[Passage shown Boundary: Start]

Four recent FTC cases illustrate how we have applied our enforcement policies in merger cases involving foreign entities. Premerger notifications under the Hart-Scott-Rodino Act totaled over 4,500 in the recently-closed fiscal year, up from 3,000 just two years ago. About half of the FTC's pending merger investigations involve some foreign element - either a foreign-based party (or parties), foreign-located documents or other information sources, or foreign-based assets. The FTC also reviews non-merger anticompetitive activity, and it has several pending investigations that involve foreign firms, information or assets. The FTC frequently finds that foreign enforcement agencies are reviewing the same matter at the same time. This means that the agencies most often investigate in cooperation with foreign authorities, rather than using "positive comity," described in more detail later in this statement, which is not useable in the merger context.
The first case, brought in 1994, involved a transaction in which Royal Dutch Shell, a Netherlands firm, and Montedison, an Italian firm, proposed to combine their worldwide polypropylene production and technology licensing businesses in a joint venture. Shell already was part of a U.S.-based joint venture with Union Carbide Corporation to produce polypropylene and license its production technology. The proposed joint venture between Shell and Montedison raised competitive concerns in the worldwide markets for polypropylene technology and its licensing, given that the joint venture's technologies would have accounted for over 70% of worldwide polypropylene manufacturing capacity. Based on evidence obtained in the investigation, the FTC was concerned that, among other things, the creation of the joint venture between Shell and Montedison would have caused Shell to further reduce its support of its U.S.-based joint venture with Union Carbide and to impair that venture's ability to export. The FTC's complaint charged that the joint venture between Shell and Montedison would have a direct, substantial, and reasonably foreseeable anticompetitive effect on export commerce, as defined in the Foreign Trade Antitrust Improvements Act of 1982 (the FTAIA).(2) The case was ultimately settled with Shell's divestiture to Union Carbide of its half interest in their joint venture.(3)
The second case, brought in 1996, concerned an acquisition of Metal Leve, a Brazilian firm, by Mahle, a German firm, both of which operated subsidiaries in the United States. The FTC concluded that the transaction would have led to a monopoly in the United States in the articulated piston market.(4) We estimated that had the merger been allowed, the merged firm's customers, particularly U.S. diesel engine manufacturers, would have paid $25 million per year in higher prices. We therefore required Mahle to divest Metal Leve's U.S. piston business. The FTC also fined the firms $5.6 million for failing to comply with the premerger notification requirements of the Hart-Scott-Rodino Act.

[Passage shown Boundary: End]
[Stored data Boundary: Start]

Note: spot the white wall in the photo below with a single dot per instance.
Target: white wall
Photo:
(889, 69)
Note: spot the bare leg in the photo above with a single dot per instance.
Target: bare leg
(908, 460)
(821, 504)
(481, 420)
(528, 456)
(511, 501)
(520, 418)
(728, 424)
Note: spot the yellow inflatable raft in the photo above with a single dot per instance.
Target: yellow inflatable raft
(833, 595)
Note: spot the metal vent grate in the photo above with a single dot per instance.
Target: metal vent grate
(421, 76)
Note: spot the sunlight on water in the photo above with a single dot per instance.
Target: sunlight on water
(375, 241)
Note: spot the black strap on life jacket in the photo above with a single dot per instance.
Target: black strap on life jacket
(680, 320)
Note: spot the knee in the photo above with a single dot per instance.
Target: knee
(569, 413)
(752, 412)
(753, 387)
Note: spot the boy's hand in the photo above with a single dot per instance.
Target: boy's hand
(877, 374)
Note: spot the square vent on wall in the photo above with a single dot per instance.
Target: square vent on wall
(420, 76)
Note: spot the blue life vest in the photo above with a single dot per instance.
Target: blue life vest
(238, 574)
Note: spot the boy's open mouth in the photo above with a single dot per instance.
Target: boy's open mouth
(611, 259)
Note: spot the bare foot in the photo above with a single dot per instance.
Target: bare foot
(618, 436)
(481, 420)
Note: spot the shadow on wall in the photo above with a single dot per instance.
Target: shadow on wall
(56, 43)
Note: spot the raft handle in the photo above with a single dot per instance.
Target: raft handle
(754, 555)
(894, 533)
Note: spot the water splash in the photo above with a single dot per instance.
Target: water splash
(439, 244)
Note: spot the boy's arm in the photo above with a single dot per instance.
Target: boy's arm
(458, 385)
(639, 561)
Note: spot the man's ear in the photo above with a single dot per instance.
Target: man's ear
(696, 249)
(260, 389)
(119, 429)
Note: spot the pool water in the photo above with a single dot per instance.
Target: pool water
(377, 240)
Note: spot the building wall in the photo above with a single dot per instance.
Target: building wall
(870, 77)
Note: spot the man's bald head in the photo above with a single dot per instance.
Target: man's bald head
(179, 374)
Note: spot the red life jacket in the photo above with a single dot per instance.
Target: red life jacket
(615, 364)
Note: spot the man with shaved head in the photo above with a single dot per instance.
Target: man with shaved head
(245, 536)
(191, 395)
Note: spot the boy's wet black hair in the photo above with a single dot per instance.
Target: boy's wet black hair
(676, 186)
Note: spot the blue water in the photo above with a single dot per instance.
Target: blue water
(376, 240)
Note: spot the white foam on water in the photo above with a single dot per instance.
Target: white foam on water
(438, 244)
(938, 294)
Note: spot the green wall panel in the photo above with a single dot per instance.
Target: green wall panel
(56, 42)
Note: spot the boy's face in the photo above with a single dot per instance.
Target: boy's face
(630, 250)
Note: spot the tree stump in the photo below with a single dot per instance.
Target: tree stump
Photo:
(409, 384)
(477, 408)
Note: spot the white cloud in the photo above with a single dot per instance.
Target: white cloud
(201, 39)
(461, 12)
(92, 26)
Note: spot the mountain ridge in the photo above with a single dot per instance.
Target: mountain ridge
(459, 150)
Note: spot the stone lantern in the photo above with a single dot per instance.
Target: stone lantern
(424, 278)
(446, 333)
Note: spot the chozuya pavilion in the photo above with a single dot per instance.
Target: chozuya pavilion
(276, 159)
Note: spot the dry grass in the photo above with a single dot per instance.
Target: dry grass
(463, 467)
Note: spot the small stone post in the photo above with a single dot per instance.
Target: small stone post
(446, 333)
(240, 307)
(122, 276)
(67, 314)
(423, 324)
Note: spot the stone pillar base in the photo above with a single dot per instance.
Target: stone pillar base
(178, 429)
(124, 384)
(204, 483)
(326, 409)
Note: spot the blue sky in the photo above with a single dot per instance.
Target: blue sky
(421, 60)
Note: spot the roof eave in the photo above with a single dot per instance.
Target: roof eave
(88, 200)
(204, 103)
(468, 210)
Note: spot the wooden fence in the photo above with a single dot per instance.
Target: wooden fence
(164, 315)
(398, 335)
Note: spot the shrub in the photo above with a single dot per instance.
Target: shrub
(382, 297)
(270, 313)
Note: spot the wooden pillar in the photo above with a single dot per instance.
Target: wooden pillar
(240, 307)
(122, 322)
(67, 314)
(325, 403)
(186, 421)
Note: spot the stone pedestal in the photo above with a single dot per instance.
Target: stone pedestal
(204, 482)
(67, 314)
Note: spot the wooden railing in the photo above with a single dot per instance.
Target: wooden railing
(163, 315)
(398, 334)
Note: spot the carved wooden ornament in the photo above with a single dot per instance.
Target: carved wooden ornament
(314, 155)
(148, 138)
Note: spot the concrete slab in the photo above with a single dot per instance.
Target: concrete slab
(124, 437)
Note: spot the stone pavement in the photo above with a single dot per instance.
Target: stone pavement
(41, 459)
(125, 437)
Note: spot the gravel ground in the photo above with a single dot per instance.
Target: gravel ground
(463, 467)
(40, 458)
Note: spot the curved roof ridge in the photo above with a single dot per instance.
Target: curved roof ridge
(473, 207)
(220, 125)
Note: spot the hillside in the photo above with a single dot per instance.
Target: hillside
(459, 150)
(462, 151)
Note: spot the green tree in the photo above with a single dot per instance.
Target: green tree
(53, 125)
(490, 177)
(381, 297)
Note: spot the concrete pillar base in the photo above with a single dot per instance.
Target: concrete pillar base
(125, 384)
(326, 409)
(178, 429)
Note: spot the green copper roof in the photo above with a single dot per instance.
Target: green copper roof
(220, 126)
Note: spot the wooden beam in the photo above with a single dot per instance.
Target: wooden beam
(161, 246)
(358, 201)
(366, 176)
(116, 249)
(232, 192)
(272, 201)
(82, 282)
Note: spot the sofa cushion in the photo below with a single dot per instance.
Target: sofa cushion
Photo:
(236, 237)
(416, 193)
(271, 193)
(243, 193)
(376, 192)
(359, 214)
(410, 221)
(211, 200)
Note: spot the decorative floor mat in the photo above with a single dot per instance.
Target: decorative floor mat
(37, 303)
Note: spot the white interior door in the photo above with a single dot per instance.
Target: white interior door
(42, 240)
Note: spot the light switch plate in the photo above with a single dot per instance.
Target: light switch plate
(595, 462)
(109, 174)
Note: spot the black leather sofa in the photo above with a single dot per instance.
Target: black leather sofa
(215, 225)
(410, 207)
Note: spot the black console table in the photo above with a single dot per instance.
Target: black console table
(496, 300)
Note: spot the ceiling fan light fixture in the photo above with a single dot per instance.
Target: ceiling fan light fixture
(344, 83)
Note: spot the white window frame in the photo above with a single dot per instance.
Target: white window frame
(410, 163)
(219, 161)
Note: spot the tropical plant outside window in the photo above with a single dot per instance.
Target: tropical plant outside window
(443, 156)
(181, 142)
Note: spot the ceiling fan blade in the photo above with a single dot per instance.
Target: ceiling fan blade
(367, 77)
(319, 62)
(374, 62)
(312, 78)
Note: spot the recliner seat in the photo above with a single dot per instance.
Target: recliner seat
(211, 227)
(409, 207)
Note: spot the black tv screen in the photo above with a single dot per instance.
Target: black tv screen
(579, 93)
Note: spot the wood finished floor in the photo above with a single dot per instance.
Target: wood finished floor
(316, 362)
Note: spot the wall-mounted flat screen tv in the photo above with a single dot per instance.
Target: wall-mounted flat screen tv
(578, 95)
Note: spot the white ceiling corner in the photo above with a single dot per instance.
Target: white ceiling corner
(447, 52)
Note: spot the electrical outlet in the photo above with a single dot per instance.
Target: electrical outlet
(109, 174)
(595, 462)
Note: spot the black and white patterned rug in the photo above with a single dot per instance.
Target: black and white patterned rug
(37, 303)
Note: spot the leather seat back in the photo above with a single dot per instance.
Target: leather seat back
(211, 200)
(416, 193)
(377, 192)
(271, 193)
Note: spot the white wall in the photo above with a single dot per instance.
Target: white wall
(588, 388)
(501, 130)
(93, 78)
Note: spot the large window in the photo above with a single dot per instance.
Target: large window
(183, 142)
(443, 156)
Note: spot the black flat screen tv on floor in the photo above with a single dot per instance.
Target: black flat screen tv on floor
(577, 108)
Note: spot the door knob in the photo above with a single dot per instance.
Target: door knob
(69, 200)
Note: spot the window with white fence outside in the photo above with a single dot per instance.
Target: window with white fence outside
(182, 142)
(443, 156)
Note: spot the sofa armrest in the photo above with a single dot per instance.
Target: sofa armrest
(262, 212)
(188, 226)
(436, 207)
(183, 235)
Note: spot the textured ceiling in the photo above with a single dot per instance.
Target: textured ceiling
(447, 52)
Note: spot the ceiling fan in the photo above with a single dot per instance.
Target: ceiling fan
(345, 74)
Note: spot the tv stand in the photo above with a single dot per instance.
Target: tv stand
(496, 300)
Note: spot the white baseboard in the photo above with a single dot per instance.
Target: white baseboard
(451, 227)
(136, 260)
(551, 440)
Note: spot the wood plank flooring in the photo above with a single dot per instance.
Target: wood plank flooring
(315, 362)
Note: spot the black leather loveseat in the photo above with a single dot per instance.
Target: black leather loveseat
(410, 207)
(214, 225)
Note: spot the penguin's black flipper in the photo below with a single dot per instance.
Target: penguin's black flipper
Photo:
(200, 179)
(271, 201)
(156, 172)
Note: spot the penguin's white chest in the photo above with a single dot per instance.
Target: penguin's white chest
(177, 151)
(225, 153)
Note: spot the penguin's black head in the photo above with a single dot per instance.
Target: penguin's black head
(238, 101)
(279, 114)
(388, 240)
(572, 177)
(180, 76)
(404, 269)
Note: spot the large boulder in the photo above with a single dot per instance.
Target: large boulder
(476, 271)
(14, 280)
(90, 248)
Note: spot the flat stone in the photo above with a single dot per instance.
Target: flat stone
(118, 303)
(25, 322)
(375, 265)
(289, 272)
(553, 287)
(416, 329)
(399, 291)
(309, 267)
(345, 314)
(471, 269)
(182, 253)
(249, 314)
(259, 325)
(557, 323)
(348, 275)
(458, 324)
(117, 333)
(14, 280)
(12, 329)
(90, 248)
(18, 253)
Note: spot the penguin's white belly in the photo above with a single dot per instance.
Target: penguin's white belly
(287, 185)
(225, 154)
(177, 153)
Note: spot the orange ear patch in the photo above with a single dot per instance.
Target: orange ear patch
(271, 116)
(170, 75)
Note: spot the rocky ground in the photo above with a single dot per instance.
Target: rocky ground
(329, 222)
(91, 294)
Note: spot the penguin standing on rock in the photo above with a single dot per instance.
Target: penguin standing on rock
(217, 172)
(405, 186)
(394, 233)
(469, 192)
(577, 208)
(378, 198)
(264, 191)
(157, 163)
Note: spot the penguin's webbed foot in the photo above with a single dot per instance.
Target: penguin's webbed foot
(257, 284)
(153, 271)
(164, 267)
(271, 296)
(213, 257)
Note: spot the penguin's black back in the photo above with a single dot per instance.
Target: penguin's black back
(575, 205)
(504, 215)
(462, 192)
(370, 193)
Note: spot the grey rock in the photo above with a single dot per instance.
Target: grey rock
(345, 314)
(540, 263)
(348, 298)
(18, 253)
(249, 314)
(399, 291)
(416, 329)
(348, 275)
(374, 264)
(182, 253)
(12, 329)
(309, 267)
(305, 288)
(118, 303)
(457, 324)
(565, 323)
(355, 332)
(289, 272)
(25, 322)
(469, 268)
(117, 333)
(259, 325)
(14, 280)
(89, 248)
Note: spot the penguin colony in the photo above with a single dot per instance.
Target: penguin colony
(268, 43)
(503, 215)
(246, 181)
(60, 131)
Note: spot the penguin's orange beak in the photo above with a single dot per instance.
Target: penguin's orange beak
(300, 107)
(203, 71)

[Stored data Boundary: End]

→ **Exercise objective**
List every company named in the FTC statement on merger cases involving foreign entities. Answer from the FTC statement alone.

→ **Solution to this exercise**
Royal Dutch Shell, Montedison, Union Carbide Corporation, Metal Leve, Mahle